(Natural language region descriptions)
------------

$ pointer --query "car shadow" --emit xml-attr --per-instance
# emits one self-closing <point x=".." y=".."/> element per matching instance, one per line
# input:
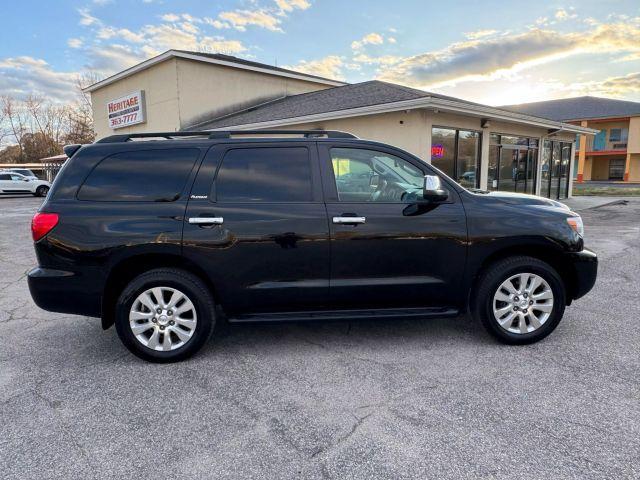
<point x="374" y="334"/>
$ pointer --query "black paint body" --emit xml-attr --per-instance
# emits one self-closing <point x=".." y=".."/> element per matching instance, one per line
<point x="268" y="259"/>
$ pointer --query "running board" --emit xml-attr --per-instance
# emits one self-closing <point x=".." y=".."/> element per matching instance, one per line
<point x="345" y="315"/>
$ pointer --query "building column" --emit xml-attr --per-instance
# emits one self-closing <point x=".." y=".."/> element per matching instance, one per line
<point x="539" y="165"/>
<point x="627" y="168"/>
<point x="484" y="159"/>
<point x="582" y="154"/>
<point x="571" y="158"/>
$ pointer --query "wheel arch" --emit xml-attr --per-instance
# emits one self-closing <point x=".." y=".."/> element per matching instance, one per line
<point x="547" y="254"/>
<point x="130" y="267"/>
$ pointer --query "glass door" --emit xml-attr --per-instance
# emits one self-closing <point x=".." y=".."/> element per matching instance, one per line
<point x="507" y="169"/>
<point x="616" y="168"/>
<point x="563" y="188"/>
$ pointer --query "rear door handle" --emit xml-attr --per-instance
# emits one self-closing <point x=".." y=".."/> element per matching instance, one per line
<point x="349" y="220"/>
<point x="206" y="220"/>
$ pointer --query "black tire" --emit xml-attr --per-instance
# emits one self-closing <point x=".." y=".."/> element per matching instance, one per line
<point x="492" y="278"/>
<point x="181" y="280"/>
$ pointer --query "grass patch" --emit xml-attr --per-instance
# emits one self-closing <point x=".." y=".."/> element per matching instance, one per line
<point x="607" y="191"/>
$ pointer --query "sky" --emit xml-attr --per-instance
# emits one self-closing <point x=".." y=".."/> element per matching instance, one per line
<point x="493" y="52"/>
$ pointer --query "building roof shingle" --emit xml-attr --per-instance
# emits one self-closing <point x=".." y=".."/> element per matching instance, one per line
<point x="250" y="63"/>
<point x="578" y="108"/>
<point x="334" y="99"/>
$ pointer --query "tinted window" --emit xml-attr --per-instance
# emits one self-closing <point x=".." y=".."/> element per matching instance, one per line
<point x="141" y="176"/>
<point x="264" y="174"/>
<point x="372" y="176"/>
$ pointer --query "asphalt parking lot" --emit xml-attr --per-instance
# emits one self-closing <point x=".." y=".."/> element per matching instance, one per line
<point x="383" y="399"/>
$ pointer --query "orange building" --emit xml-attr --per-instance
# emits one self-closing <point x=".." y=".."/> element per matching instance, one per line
<point x="614" y="153"/>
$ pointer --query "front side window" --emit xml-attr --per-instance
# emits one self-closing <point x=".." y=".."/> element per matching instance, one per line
<point x="456" y="153"/>
<point x="615" y="134"/>
<point x="371" y="176"/>
<point x="140" y="176"/>
<point x="281" y="174"/>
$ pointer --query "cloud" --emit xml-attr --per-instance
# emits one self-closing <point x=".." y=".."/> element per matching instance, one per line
<point x="86" y="19"/>
<point x="369" y="39"/>
<point x="489" y="58"/>
<point x="480" y="34"/>
<point x="108" y="59"/>
<point x="610" y="87"/>
<point x="287" y="6"/>
<point x="267" y="18"/>
<point x="21" y="76"/>
<point x="329" y="67"/>
<point x="170" y="17"/>
<point x="381" y="60"/>
<point x="241" y="19"/>
<point x="74" y="42"/>
<point x="562" y="14"/>
<point x="119" y="48"/>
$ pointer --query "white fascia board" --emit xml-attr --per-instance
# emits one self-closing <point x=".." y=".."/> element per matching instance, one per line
<point x="426" y="102"/>
<point x="130" y="71"/>
<point x="172" y="53"/>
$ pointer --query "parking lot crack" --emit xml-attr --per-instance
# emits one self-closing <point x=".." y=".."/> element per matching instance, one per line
<point x="344" y="438"/>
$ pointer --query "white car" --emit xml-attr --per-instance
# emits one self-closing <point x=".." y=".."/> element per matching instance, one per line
<point x="11" y="182"/>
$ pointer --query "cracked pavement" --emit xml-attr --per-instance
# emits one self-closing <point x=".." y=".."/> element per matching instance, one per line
<point x="382" y="399"/>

------------

Task directions: Set down the records exactly, without the pictures.

Final answer:
$ pointer --query "car shadow" --emit xml-attr --per-instance
# emits one self-closing <point x=".." y=".."/> element per matching instance, one per line
# input:
<point x="374" y="334"/>
$ pointer --query "black paint body" --emit xml-attr --per-instance
# emits one self-closing <point x=".." y=".."/> element per matching instance, one per line
<point x="268" y="259"/>
$ pointer --query "running board" --emit xml-attr --per-instance
# emits one self-closing <point x=".." y=".."/> element per matching instance, one per line
<point x="345" y="315"/>
$ pointer --query "building column" --emit xml-attr --per-instance
# emits one self-closing <point x=".." y=".."/> element per matching instance, one per line
<point x="539" y="165"/>
<point x="627" y="168"/>
<point x="484" y="159"/>
<point x="582" y="154"/>
<point x="571" y="158"/>
$ pointer --query "wheel arch" --emit xml-attr --per-instance
# emits one self-closing <point x=".." y=".."/> element per matching instance, one per line
<point x="547" y="254"/>
<point x="130" y="267"/>
$ pointer --query "glass door" --emit xml-attr --per-instance
# emits one self-closing <point x=".." y=".."/> element per matching instance, one per line
<point x="507" y="169"/>
<point x="616" y="168"/>
<point x="563" y="188"/>
$ pointer --query "rear door handle" --emit xml-attr --per-instance
# emits one self-closing <point x=".." y=".."/> element per matching instance, one per line
<point x="349" y="220"/>
<point x="206" y="220"/>
$ pointer --query "black tire" --emit xml-attr --per-instance
# emits one self-closing <point x=".." y=".."/> element per matching instance, one per line
<point x="492" y="278"/>
<point x="181" y="280"/>
$ pointer --query "grass patch" --emit xml-attr --per-instance
# emits one self-closing <point x=".." y=".."/> element per matching instance, one per line
<point x="607" y="191"/>
$ pointer --query "sky" --emit xml-attr --per-instance
# emits one self-closing <point x=".." y=".."/> element per matching instance, one per line
<point x="493" y="52"/>
$ pointer --query "building roof shingle" --emit xml-attr --per-instance
# emits one self-closing <point x=".." y=".."/> element per matching instance, one per line
<point x="250" y="63"/>
<point x="578" y="108"/>
<point x="334" y="99"/>
$ pointer --query "tinted window" --emit xml-attr --per-instance
# emits one self-closing <point x=".." y=".."/> element per matching instance, one per line
<point x="141" y="176"/>
<point x="264" y="174"/>
<point x="372" y="176"/>
$ pointer --query "asphalt parking lot" --emit xml-attr --per-instance
# emits one self-closing <point x=".." y=".."/> element per matching instance, one per line
<point x="383" y="399"/>
$ pointer --query "orange building" --emit xml-attr --per-instance
# emits one self-closing <point x=".." y=".."/> element per matching instance, one per line
<point x="614" y="153"/>
$ pointer --query "front side window" --emit xml-attr --per-instance
# emits one self-closing <point x=".." y=".."/> element per matching instance, one per line
<point x="456" y="153"/>
<point x="615" y="134"/>
<point x="371" y="176"/>
<point x="140" y="176"/>
<point x="281" y="174"/>
$ pointer --query "cloud" --emit xml-attr --per-instance
# emits one self-closing <point x=".." y=".."/> element per matching instance, one per line
<point x="86" y="19"/>
<point x="369" y="39"/>
<point x="489" y="58"/>
<point x="480" y="34"/>
<point x="108" y="59"/>
<point x="610" y="87"/>
<point x="287" y="6"/>
<point x="267" y="18"/>
<point x="21" y="76"/>
<point x="329" y="67"/>
<point x="170" y="17"/>
<point x="381" y="60"/>
<point x="241" y="19"/>
<point x="74" y="42"/>
<point x="562" y="14"/>
<point x="119" y="48"/>
$ pointer --query "white fascia board" --emit xml-attr --per-instance
# emits one self-closing <point x=".." y=".."/> element per matching instance, one per line
<point x="426" y="102"/>
<point x="130" y="71"/>
<point x="172" y="53"/>
$ pointer --query "parking lot crack" --emit xml-attr --per-instance
# emits one self-closing <point x=".." y=".."/> element per matching instance, one per line
<point x="344" y="438"/>
$ pointer --query "white car" --emit xml-attr --per-instance
# emits one self-closing <point x=".." y=".."/> element per matching instance, one per line
<point x="11" y="182"/>
$ pointer --query "cracked pavement" --emit xml-attr --per-instance
# emits one self-closing <point x=".." y=".."/> element per matching instance, one per line
<point x="382" y="399"/>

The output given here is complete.